— The problem —
Each line from the one that contains "Where can the chocolate" to the end of the material must be set down exactly, and no line before it.

— Stored data —
+ + + + + + +

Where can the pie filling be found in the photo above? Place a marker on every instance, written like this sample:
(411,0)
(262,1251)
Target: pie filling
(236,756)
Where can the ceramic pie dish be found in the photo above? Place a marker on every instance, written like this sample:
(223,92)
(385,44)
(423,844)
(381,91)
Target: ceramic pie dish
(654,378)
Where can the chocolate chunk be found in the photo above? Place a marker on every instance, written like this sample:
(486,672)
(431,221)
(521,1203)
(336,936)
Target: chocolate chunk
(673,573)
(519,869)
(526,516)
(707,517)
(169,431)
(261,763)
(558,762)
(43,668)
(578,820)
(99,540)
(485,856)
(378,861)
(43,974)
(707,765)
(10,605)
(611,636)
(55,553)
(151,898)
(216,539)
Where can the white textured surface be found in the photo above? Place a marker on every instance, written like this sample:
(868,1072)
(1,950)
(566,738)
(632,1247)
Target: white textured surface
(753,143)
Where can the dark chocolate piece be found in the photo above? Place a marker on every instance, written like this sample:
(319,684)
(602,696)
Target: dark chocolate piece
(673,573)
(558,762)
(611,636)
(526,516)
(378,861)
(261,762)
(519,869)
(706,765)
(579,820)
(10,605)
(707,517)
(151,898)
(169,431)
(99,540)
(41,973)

+ + + + + + +

— Answer for this exercise —
Where can the chocolate chunk be found in the photo above? Place a marker on every instance, written like this sample:
(486,672)
(431,221)
(521,1203)
(336,936)
Target: chocolate chunk
(673,573)
(519,869)
(526,516)
(707,517)
(169,431)
(261,763)
(558,762)
(43,668)
(578,820)
(99,540)
(485,856)
(378,861)
(43,974)
(707,765)
(10,605)
(611,636)
(55,553)
(151,898)
(216,539)
Where can the white textured surface be found in the photo above? Place a marker on every instance, written like this sample:
(868,1072)
(1,950)
(566,738)
(632,1247)
Target: white textured surface
(753,143)
Where can the dark chocolate piece be found in the photo above? Place a marker on every instance, written like this sample:
(319,684)
(602,696)
Target: dark chocolate piece
(673,573)
(558,762)
(611,636)
(526,516)
(378,861)
(261,762)
(519,869)
(706,765)
(579,820)
(10,605)
(707,517)
(151,898)
(169,431)
(99,540)
(41,973)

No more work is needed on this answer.